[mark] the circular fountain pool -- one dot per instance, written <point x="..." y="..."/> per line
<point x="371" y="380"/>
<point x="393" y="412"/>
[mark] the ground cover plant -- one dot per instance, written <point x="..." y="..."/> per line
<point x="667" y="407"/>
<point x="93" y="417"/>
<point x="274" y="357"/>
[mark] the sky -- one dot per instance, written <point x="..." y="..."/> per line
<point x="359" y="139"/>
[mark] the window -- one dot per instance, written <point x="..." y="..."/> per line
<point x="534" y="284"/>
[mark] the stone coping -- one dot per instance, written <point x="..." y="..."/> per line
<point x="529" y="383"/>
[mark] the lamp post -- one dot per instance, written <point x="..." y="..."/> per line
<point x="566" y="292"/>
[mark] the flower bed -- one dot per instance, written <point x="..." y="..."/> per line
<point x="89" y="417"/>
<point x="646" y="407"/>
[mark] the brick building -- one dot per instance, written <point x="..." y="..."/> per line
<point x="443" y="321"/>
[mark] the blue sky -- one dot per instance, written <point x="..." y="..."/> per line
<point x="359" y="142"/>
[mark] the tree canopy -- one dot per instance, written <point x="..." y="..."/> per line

——————

Goal: Recite the full listing above exactly.

Worked solution:
[mark] the circular fountain pool -- one dot per instance, written <point x="..." y="..."/> per line
<point x="371" y="380"/>
<point x="393" y="412"/>
[mark] the ground cover plant -- one dot per instance, written <point x="..." y="..."/> per line
<point x="667" y="407"/>
<point x="93" y="417"/>
<point x="274" y="357"/>
[mark] the sky -- one dot per instance, written <point x="..." y="..."/> per line
<point x="359" y="139"/>
[mark] the window -- one dot per instance, written <point x="..." y="..."/> per line
<point x="534" y="284"/>
[mark] the stone coping -- one dot per instance, written <point x="..." y="..."/> per line
<point x="529" y="383"/>
[mark] the lamp post -- one dot per instance, written <point x="..." y="..."/> per line
<point x="566" y="292"/>
[mark] the flower bed -- one dot per instance, written <point x="..." y="..."/> per line
<point x="89" y="417"/>
<point x="646" y="407"/>
[mark] the brick building -- one dot per instance, written <point x="..." y="..."/> per line
<point x="443" y="321"/>
[mark] the blue sky -- one dot per instance, written <point x="..." y="..."/> per line
<point x="359" y="142"/>
[mark] the tree canopy -- one dot per instance, written <point x="..." y="..."/> per line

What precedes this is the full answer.